• **Exercise aim**:
Reproduce the entries from the line containing "of the utility" through the line containing "[[173, 103], [539, 38]]", replacing "utility pole" with "power pole" and keeping everything else the same.

━━━━━━━━━━

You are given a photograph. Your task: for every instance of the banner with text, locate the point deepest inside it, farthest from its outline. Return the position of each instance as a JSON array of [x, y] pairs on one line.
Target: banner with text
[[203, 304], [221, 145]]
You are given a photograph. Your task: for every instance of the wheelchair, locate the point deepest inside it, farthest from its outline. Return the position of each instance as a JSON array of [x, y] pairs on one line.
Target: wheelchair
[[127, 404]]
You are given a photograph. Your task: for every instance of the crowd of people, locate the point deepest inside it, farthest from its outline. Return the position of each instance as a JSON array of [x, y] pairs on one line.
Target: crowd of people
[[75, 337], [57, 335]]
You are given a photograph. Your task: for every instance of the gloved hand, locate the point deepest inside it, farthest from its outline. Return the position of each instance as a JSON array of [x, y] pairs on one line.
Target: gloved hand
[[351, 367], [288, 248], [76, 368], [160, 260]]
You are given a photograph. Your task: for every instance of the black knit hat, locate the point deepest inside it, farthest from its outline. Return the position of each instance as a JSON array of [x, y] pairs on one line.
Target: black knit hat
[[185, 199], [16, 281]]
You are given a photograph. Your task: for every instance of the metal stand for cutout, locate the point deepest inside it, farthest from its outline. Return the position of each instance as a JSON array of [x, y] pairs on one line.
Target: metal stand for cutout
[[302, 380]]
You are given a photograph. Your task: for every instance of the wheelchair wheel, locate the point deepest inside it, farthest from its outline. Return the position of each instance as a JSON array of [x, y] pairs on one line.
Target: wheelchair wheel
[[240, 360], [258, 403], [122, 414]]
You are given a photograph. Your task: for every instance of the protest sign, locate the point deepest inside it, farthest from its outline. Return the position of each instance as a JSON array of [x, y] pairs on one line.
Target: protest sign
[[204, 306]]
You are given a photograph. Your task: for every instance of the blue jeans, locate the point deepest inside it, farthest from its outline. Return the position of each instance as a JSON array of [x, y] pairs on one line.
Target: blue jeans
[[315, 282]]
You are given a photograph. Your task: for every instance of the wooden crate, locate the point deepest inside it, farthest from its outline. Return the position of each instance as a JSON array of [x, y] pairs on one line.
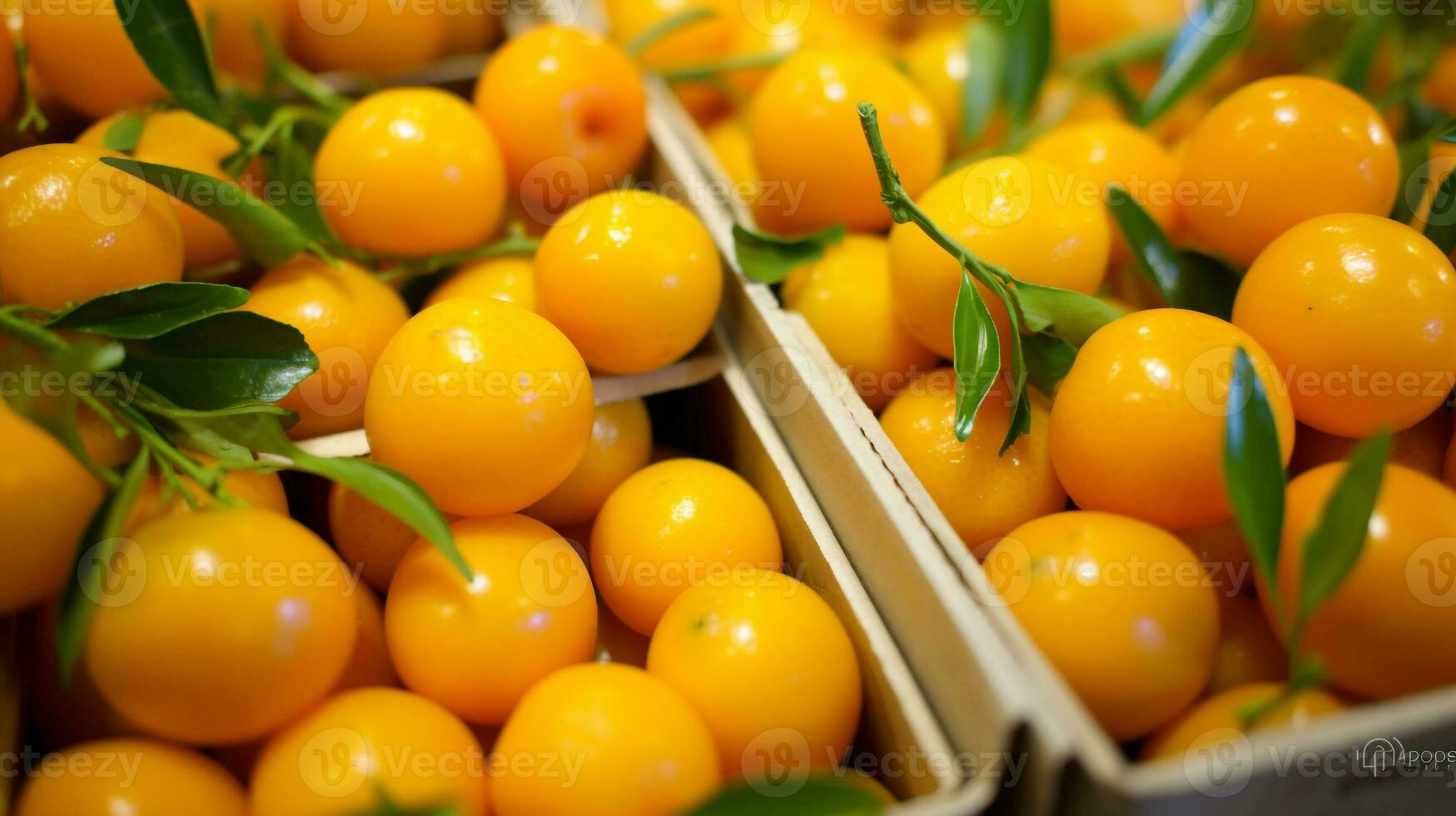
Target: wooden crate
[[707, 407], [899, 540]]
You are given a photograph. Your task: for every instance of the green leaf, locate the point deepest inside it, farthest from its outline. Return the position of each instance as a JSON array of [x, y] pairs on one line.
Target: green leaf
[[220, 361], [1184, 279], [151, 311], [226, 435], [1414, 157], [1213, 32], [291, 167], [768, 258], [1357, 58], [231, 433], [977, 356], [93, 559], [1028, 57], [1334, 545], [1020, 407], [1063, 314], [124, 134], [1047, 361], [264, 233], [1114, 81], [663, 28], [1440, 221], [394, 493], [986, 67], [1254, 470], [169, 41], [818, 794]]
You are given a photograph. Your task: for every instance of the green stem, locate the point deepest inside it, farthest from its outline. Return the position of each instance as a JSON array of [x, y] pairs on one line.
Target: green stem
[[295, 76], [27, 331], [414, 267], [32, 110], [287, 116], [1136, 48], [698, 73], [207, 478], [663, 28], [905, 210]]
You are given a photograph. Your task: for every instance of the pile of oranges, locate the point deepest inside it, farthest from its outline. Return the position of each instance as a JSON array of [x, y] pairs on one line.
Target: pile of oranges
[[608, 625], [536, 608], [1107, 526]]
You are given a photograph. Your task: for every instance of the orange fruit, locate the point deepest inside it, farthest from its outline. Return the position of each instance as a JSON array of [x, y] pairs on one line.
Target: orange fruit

━━━━━━━━━━

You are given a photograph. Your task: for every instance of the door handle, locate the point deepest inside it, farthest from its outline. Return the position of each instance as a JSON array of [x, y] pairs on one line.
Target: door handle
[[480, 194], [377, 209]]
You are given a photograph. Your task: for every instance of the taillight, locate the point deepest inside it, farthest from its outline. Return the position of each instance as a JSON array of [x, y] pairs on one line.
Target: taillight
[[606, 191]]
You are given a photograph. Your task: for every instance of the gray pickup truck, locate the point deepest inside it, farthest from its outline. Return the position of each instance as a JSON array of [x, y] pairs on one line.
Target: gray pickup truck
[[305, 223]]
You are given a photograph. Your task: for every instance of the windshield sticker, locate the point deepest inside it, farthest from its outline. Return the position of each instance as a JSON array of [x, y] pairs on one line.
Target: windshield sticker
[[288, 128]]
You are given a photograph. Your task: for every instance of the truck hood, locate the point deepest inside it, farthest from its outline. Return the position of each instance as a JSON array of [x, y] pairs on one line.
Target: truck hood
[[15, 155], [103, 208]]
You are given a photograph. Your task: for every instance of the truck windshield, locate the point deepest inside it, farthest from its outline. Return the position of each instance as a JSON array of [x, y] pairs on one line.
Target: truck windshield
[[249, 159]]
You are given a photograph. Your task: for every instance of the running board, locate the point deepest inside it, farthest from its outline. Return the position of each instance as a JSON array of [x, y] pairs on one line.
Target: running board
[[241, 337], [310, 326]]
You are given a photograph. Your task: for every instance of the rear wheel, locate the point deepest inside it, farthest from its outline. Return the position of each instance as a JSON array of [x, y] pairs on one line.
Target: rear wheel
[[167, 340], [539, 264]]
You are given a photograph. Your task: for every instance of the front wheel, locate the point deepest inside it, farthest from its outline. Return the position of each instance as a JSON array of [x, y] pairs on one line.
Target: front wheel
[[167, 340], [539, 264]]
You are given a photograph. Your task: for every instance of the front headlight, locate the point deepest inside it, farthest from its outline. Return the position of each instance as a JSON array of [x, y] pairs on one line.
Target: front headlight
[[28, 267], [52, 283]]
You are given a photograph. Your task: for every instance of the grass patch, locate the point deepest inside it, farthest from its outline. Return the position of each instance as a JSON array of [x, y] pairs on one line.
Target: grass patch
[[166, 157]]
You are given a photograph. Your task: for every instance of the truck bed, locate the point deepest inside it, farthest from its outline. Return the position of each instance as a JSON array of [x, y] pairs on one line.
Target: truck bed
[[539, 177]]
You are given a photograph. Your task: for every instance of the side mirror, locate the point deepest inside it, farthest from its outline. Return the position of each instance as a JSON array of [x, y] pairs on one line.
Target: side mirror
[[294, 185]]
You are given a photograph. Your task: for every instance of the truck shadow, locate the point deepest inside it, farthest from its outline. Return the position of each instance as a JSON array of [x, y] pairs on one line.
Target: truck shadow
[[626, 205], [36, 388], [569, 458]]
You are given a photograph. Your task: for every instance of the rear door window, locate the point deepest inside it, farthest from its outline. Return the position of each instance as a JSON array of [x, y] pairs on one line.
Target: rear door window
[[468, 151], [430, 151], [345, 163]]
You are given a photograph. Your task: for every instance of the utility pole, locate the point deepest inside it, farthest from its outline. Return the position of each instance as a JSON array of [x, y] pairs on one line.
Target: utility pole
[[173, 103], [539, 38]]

━━━━━━━━━━

• **Response**:
You are given a photograph. Your task: for every instance of the power pole, locate the point deepest inside it, farthest from its outline. Return the position of each instance as a JSON array of [x, y] pairs on one line.
Target: power pole
[[173, 103], [539, 38]]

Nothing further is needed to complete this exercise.